Locate and copy every line in the rows below that contains the word "table", treating uppercase and lowercase letters as distinct.

* **Working data**
———

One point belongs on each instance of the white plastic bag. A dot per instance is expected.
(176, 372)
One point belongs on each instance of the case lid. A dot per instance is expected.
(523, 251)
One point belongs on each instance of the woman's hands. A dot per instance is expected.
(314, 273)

———

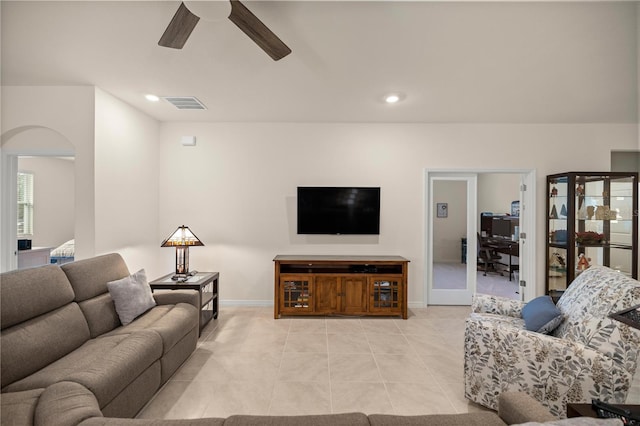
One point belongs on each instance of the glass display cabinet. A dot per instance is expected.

———

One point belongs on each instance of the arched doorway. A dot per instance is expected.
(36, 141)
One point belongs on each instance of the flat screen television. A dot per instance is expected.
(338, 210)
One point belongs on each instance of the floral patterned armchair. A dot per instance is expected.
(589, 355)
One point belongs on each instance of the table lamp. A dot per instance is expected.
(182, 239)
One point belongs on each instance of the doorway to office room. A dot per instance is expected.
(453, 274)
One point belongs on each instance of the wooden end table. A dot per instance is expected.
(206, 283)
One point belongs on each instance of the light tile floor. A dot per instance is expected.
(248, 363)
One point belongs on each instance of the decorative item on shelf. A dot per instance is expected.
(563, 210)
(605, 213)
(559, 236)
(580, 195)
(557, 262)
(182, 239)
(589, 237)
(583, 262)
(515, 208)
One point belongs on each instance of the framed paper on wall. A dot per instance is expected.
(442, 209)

———

* **Answer to this exercise**
One point belongs on each instance of the table lamp. A dot per instance is expected.
One point belongs on each instance of the wooden end table. A dot per instance is expected.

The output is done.